Tasks to carry out:
**A)** According to the Fothergilla malloryi text, what dating method was used to determine the age of the Klondike Mountain Formation?
**B)** Retype the section of the Fothergilla malloryi text that opens with the words containing "Fothergilla malloryi is an" and closes with "et al. (2021).".
**C)** Continue the Fothergilla malloryi text, starting after its final sentence about the Boot Hill site.

Supplied text:
- Opening Delimiter -

Extinct species of flowering plant

Fothergilla malloryi is an extinct species of flowering plant in the family Hamamelidaceae known from fossil leaves found in the early Eocene Klondike Mountain Formation deposits of northern Washington state. The F. malloryi leaves are the earliest appearance in the fossil record of a member of the witchalder genus Fothergilla, which includes the living species F. gardenii, and F. major, both of which are native to the southeastern United States. The genus also includes three or four other fossil species with two Asian Miocene species, F. viburnifolia from China, F. ryozenensis from Japan along with one Miocene North American species, F. praeolata of Oregon. Fothergilla durhamensis described from Eocene sediments in King County, Washington is considered dubious in placement, and it was transferred to the genus Platimeliphyllum by Huegele et al. (2021).

==History and classification==
Fothergilla malloryi is represented by a single counterpart compression fossil specimen from the Ypresian aged Klondike Mountain Formation which outcrops in Republic, Ferry County, Washington. The age of the formation is based on Argon–argon dating, which has returned a date of 49.4 ±0.5 million years old. The fossil was recovered from "Boot Hill", University of Washington site UWBM B4131 located within the city limits of Republic.

- Closing Delimiter -

Material provided:

- Opening Delimiter -

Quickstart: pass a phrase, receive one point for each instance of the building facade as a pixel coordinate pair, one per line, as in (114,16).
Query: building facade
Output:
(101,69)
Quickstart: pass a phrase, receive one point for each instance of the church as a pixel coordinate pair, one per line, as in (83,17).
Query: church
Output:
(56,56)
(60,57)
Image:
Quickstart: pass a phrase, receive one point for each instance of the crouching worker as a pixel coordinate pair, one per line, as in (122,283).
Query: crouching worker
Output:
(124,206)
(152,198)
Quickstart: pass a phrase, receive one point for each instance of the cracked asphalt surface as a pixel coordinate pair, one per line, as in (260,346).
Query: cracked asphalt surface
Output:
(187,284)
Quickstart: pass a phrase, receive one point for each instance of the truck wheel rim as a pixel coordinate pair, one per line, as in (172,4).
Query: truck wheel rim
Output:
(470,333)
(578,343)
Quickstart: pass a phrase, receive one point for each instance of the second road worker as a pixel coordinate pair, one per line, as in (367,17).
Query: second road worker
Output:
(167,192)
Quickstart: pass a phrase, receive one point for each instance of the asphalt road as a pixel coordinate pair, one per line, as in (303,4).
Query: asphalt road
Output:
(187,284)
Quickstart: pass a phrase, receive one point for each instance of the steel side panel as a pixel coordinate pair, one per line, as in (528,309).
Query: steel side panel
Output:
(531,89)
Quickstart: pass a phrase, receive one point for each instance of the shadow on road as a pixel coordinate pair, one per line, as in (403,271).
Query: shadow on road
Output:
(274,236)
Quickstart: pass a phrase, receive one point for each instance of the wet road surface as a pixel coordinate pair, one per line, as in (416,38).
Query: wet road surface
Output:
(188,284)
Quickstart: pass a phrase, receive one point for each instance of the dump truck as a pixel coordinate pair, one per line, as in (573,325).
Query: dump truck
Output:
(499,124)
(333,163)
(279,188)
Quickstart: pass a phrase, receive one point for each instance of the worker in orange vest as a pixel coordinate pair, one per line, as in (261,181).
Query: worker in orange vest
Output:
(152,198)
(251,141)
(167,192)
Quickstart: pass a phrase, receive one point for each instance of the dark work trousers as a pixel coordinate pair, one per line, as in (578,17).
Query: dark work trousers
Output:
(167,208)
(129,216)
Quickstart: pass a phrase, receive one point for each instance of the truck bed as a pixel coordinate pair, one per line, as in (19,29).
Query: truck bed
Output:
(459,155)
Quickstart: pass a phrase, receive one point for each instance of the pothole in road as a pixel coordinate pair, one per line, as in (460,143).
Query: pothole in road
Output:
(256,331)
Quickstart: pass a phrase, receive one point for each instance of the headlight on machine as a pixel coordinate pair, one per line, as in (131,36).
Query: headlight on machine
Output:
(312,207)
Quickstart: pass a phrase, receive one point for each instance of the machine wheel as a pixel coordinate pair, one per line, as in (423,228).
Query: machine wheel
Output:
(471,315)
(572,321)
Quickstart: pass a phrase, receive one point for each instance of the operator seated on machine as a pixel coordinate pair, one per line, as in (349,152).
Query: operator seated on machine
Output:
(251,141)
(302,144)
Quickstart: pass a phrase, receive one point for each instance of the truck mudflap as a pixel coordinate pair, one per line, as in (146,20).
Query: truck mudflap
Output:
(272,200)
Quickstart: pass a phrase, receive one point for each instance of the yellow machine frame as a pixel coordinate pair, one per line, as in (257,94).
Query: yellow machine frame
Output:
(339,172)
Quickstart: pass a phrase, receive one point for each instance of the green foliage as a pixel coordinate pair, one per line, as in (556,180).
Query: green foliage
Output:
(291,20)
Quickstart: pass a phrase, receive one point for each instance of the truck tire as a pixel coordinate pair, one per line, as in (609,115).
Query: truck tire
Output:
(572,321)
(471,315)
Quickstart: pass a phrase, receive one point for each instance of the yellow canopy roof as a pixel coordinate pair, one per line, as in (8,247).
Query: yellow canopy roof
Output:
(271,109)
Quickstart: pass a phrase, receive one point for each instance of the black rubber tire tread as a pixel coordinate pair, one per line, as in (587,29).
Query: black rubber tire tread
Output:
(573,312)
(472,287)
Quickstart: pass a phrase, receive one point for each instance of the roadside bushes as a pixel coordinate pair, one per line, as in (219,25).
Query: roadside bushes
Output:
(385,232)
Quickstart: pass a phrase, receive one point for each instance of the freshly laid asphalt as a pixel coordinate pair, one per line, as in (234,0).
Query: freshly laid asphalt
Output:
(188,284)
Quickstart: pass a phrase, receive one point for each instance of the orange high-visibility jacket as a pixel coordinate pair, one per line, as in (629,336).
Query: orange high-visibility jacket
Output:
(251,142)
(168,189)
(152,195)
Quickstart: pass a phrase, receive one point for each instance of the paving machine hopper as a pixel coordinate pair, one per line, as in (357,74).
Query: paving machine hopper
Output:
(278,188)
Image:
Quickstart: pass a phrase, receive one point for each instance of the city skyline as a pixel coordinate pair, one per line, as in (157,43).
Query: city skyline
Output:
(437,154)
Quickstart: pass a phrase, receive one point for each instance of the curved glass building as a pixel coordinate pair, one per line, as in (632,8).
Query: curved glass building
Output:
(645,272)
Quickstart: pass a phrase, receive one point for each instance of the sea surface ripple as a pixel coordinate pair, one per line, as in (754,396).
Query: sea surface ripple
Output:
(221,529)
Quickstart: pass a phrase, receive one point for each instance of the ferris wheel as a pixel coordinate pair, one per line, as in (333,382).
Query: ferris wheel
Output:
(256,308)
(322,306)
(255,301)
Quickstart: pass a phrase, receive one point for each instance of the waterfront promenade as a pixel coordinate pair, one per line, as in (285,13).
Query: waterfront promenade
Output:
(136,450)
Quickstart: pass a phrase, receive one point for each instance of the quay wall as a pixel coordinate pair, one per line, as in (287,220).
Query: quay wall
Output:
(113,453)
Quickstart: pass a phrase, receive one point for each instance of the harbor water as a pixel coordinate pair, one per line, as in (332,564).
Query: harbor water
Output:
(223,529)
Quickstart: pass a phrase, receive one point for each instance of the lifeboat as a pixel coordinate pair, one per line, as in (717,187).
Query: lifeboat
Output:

- Closing Delimiter -

Answers to this exercise:
**A)** Argon–argon dating.

**B)**
Fothergilla malloryi is an extinct species of flowering plant in the family Hamamelidaceae known from fossil leaves found in the early Eocene Klondike Mountain Formation deposits of northern Washington state. The F. malloryi leaves are the earliest appearance in the fossil record of a member of the witchalder genus Fothergilla, which includes the living species F. gardenii, and F. major, both of which are native to the southeastern United States. The genus also includes three or four other fossil species with two Asian Miocene species, F. viburnifolia from China, F. ryozenensis from Japan along with one Miocene North American species, F. praeolata of Oregon. Fothergilla durhamensis described from Eocene sediments in King County, Washington is considered dubious in placement, and it was transferred to the genus Platimeliphyllum by Huegele et al. (2021).

**C)**
The holotype specimen for Fothergilla malloryi is numbered UWBM 56625 and currently preserved in the paleobotanical collections of University of Washington in Seattle, Washington. The specimen was studied by paleobotanists Meghan G. Radtke and Kathleen B. Pigg of the School of Life Sciences, Arizona State University and Wesley C. Wehr of the Burke Museum of Natural History and Culture in Seattle. Radtke, Pigg and Wehr published their 2005 type description for F. malloryi in the International Journal of Plant Sciences. The etymology of the specific name malloryi was derived from V. Standish Mallory, University of Washington professor of geology and paleontology, in honor of his contributions to the Tertiary paleontology of Washington State.

==Description==
The specimen used for the description of F. malloryi is a simple, ovate leaf having a slightly asymmetric base. The overall length of the leaf is 4.4 cm and is 3.5 cm at the widest point near the base. The pinnate secondary veins diverge from the primary vein at an angle of 53° and form a craspedodromous patterning. The leaf margin has large rounded, possibly glandular teeth each with a single major vein. F. malloryi is similar in size range to the extant F gardenii and the Miocene F. viburnifolia, but differs in the structuring of the leaf base. F. malloryi is generally shorter and less elongated then the Miocene species F. ryozenensis while the Oregon species F. praeolata has a notably different overall shape and petiole structure.